Task instructions >> Print the entries exactly; skip the pictures.

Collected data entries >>
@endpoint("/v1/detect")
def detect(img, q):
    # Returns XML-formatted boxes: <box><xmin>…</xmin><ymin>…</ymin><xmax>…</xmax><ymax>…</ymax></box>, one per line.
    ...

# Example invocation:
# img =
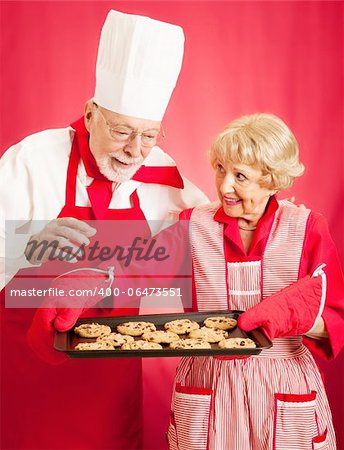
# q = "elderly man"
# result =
<box><xmin>0</xmin><ymin>10</ymin><xmax>207</xmax><ymax>450</ymax></box>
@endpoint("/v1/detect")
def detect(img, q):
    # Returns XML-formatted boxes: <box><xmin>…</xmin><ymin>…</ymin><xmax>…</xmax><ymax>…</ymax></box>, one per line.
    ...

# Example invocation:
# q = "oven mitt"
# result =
<box><xmin>238</xmin><ymin>266</ymin><xmax>326</xmax><ymax>340</ymax></box>
<box><xmin>27</xmin><ymin>267</ymin><xmax>114</xmax><ymax>365</ymax></box>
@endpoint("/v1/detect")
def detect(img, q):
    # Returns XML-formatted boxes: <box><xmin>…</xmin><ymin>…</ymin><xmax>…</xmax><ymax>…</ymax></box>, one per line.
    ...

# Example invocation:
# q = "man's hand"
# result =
<box><xmin>285</xmin><ymin>196</ymin><xmax>306</xmax><ymax>209</ymax></box>
<box><xmin>24</xmin><ymin>217</ymin><xmax>96</xmax><ymax>265</ymax></box>
<box><xmin>27</xmin><ymin>308</ymin><xmax>70</xmax><ymax>365</ymax></box>
<box><xmin>27</xmin><ymin>266</ymin><xmax>114</xmax><ymax>364</ymax></box>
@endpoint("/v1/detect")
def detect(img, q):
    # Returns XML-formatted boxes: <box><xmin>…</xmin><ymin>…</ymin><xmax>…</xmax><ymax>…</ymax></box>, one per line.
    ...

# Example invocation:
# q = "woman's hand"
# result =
<box><xmin>238</xmin><ymin>270</ymin><xmax>326</xmax><ymax>340</ymax></box>
<box><xmin>306</xmin><ymin>317</ymin><xmax>328</xmax><ymax>340</ymax></box>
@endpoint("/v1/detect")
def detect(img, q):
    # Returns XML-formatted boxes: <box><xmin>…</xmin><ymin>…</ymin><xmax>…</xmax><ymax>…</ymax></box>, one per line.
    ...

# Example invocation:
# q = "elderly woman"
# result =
<box><xmin>28</xmin><ymin>113</ymin><xmax>343</xmax><ymax>449</ymax></box>
<box><xmin>167</xmin><ymin>113</ymin><xmax>344</xmax><ymax>450</ymax></box>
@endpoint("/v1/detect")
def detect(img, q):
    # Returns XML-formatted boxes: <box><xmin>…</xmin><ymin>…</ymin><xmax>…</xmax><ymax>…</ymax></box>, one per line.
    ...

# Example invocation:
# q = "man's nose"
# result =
<box><xmin>124</xmin><ymin>134</ymin><xmax>142</xmax><ymax>158</ymax></box>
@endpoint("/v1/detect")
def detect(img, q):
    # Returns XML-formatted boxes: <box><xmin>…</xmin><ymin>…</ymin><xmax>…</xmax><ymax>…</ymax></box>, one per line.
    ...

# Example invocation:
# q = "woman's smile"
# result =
<box><xmin>223</xmin><ymin>195</ymin><xmax>242</xmax><ymax>206</ymax></box>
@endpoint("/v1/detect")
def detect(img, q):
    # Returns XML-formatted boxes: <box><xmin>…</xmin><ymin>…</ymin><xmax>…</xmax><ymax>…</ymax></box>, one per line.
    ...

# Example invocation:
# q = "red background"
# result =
<box><xmin>1</xmin><ymin>1</ymin><xmax>343</xmax><ymax>449</ymax></box>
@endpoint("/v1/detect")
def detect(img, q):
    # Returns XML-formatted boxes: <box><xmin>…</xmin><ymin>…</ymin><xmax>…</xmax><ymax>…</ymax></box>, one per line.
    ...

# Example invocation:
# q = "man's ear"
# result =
<box><xmin>84</xmin><ymin>100</ymin><xmax>94</xmax><ymax>132</ymax></box>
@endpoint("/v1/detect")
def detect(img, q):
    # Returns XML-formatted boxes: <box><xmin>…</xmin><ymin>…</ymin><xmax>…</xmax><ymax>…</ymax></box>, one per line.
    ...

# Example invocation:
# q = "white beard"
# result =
<box><xmin>96</xmin><ymin>154</ymin><xmax>143</xmax><ymax>183</ymax></box>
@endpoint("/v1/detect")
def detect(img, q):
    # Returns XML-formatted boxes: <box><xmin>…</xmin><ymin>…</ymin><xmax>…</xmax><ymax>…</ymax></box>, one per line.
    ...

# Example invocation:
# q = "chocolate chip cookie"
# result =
<box><xmin>204</xmin><ymin>316</ymin><xmax>237</xmax><ymax>331</ymax></box>
<box><xmin>74</xmin><ymin>323</ymin><xmax>112</xmax><ymax>338</ymax></box>
<box><xmin>164</xmin><ymin>319</ymin><xmax>200</xmax><ymax>335</ymax></box>
<box><xmin>116</xmin><ymin>321</ymin><xmax>156</xmax><ymax>336</ymax></box>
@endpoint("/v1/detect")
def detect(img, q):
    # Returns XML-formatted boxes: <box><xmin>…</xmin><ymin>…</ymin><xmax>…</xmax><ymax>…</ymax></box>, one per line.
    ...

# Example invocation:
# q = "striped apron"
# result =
<box><xmin>167</xmin><ymin>202</ymin><xmax>336</xmax><ymax>450</ymax></box>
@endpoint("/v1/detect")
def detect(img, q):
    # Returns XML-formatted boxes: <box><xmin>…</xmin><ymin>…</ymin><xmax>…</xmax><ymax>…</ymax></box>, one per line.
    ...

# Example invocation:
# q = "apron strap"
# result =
<box><xmin>130</xmin><ymin>189</ymin><xmax>141</xmax><ymax>209</ymax></box>
<box><xmin>64</xmin><ymin>137</ymin><xmax>80</xmax><ymax>207</ymax></box>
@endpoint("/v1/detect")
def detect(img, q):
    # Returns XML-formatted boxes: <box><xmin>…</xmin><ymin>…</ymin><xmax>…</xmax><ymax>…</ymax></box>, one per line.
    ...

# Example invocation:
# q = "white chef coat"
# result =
<box><xmin>0</xmin><ymin>126</ymin><xmax>208</xmax><ymax>289</ymax></box>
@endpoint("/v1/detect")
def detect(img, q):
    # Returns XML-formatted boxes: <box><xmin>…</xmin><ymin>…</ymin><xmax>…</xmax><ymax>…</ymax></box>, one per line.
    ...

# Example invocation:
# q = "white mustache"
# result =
<box><xmin>110</xmin><ymin>153</ymin><xmax>143</xmax><ymax>165</ymax></box>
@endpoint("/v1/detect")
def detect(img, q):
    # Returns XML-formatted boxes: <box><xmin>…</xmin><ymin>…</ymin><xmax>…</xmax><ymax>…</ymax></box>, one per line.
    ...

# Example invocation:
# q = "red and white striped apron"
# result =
<box><xmin>167</xmin><ymin>201</ymin><xmax>336</xmax><ymax>450</ymax></box>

Answer box >>
@endpoint("/v1/detect")
def detect(img, q):
    # Returns XML-formatted boxes: <box><xmin>…</xmin><ymin>…</ymin><xmax>…</xmax><ymax>…</ymax></box>, one per line.
    ...

# Example invocation:
# img =
# q = "elderly man"
# result =
<box><xmin>0</xmin><ymin>10</ymin><xmax>207</xmax><ymax>450</ymax></box>
@endpoint("/v1/detect")
def detect(img, q):
    # Returns XML-formatted boxes: <box><xmin>…</xmin><ymin>…</ymin><xmax>…</xmax><ymax>…</ymax></box>, one per line.
    ...

# Example invocation:
# q = "oven mitt"
# result =
<box><xmin>238</xmin><ymin>266</ymin><xmax>326</xmax><ymax>340</ymax></box>
<box><xmin>27</xmin><ymin>267</ymin><xmax>114</xmax><ymax>365</ymax></box>
@endpoint("/v1/detect")
def detect(img, q):
    # Returns XML-formatted boxes: <box><xmin>…</xmin><ymin>…</ymin><xmax>…</xmax><ymax>…</ymax></box>, one per line.
    ...

# Example invocation:
# q = "man's hand"
# result =
<box><xmin>285</xmin><ymin>196</ymin><xmax>306</xmax><ymax>209</ymax></box>
<box><xmin>24</xmin><ymin>217</ymin><xmax>96</xmax><ymax>265</ymax></box>
<box><xmin>27</xmin><ymin>308</ymin><xmax>70</xmax><ymax>365</ymax></box>
<box><xmin>27</xmin><ymin>266</ymin><xmax>114</xmax><ymax>364</ymax></box>
@endpoint("/v1/detect")
def detect(img, q):
    # Returns XML-formatted boxes: <box><xmin>…</xmin><ymin>…</ymin><xmax>…</xmax><ymax>…</ymax></box>, one per line.
    ...

# Example invocation:
# q = "woman's hand"
# result =
<box><xmin>238</xmin><ymin>270</ymin><xmax>326</xmax><ymax>340</ymax></box>
<box><xmin>306</xmin><ymin>317</ymin><xmax>328</xmax><ymax>340</ymax></box>
@endpoint("/v1/detect")
def detect(img, q):
    # Returns XML-formatted boxes: <box><xmin>…</xmin><ymin>…</ymin><xmax>…</xmax><ymax>…</ymax></box>, one per line.
    ...

# Example invocation:
# q = "elderly woman"
# result =
<box><xmin>28</xmin><ymin>113</ymin><xmax>343</xmax><ymax>449</ymax></box>
<box><xmin>167</xmin><ymin>113</ymin><xmax>344</xmax><ymax>450</ymax></box>
@endpoint("/v1/detect")
def detect(img, q):
    # Returns XML-formatted boxes: <box><xmin>…</xmin><ymin>…</ymin><xmax>…</xmax><ymax>…</ymax></box>, one per line.
    ...

# Example invocation:
# q = "man's nose"
# result =
<box><xmin>124</xmin><ymin>134</ymin><xmax>142</xmax><ymax>158</ymax></box>
@endpoint("/v1/detect")
def detect(img, q):
    # Returns XML-formatted boxes: <box><xmin>…</xmin><ymin>…</ymin><xmax>…</xmax><ymax>…</ymax></box>, one per line.
    ...

# Example invocation:
# q = "woman's smile"
# result =
<box><xmin>223</xmin><ymin>195</ymin><xmax>242</xmax><ymax>206</ymax></box>
@endpoint("/v1/detect")
def detect(img, q):
    # Returns XML-formatted boxes: <box><xmin>…</xmin><ymin>…</ymin><xmax>…</xmax><ymax>…</ymax></box>, one per line.
    ...

# Example invocation:
# q = "red background"
# result =
<box><xmin>1</xmin><ymin>1</ymin><xmax>343</xmax><ymax>449</ymax></box>
@endpoint("/v1/detect")
def detect(img, q):
    # Returns XML-formatted boxes: <box><xmin>…</xmin><ymin>…</ymin><xmax>…</xmax><ymax>…</ymax></box>, one per line.
    ...

# Example invocation:
# q = "man's ear"
# result =
<box><xmin>84</xmin><ymin>100</ymin><xmax>94</xmax><ymax>132</ymax></box>
@endpoint("/v1/detect")
def detect(img, q):
    # Returns XML-formatted boxes: <box><xmin>…</xmin><ymin>…</ymin><xmax>…</xmax><ymax>…</ymax></box>, one per line.
    ...

# Example invocation:
# q = "white beard"
# result =
<box><xmin>96</xmin><ymin>154</ymin><xmax>143</xmax><ymax>183</ymax></box>
@endpoint("/v1/detect")
def detect(img, q):
    # Returns XML-formatted boxes: <box><xmin>…</xmin><ymin>…</ymin><xmax>…</xmax><ymax>…</ymax></box>, one per line.
    ...

# Example invocation:
# q = "chocolate chip cookie"
# result =
<box><xmin>204</xmin><ymin>316</ymin><xmax>237</xmax><ymax>331</ymax></box>
<box><xmin>74</xmin><ymin>323</ymin><xmax>112</xmax><ymax>338</ymax></box>
<box><xmin>164</xmin><ymin>319</ymin><xmax>200</xmax><ymax>335</ymax></box>
<box><xmin>116</xmin><ymin>321</ymin><xmax>156</xmax><ymax>336</ymax></box>
@endpoint("/v1/detect")
def detect(img, q):
    # Returns XML-formatted boxes: <box><xmin>…</xmin><ymin>…</ymin><xmax>…</xmax><ymax>…</ymax></box>, one per line.
    ...

# Example invocation:
# q = "striped apron"
# result =
<box><xmin>167</xmin><ymin>202</ymin><xmax>336</xmax><ymax>450</ymax></box>
@endpoint("/v1/detect")
def detect(img, q):
    # Returns XML-formatted boxes: <box><xmin>…</xmin><ymin>…</ymin><xmax>…</xmax><ymax>…</ymax></box>, one per line.
    ...

# Example invocation:
# q = "apron strap"
# result =
<box><xmin>130</xmin><ymin>189</ymin><xmax>141</xmax><ymax>209</ymax></box>
<box><xmin>64</xmin><ymin>137</ymin><xmax>80</xmax><ymax>207</ymax></box>
@endpoint("/v1/detect")
def detect(img, q):
    # Returns XML-formatted boxes: <box><xmin>…</xmin><ymin>…</ymin><xmax>…</xmax><ymax>…</ymax></box>, one per line.
    ...

# Example invocation:
# q = "white chef coat"
# result =
<box><xmin>0</xmin><ymin>126</ymin><xmax>208</xmax><ymax>289</ymax></box>
@endpoint("/v1/detect")
def detect(img, q):
    # Returns XML-formatted boxes: <box><xmin>…</xmin><ymin>…</ymin><xmax>…</xmax><ymax>…</ymax></box>, one per line.
    ...

# Example invocation:
# q = "white mustache"
# result =
<box><xmin>110</xmin><ymin>153</ymin><xmax>143</xmax><ymax>165</ymax></box>
@endpoint("/v1/detect")
def detect(img, q):
    # Returns XML-formatted boxes: <box><xmin>…</xmin><ymin>…</ymin><xmax>…</xmax><ymax>…</ymax></box>, one per line.
    ...

# Example invocation:
# q = "red and white striped apron"
# result =
<box><xmin>167</xmin><ymin>201</ymin><xmax>336</xmax><ymax>450</ymax></box>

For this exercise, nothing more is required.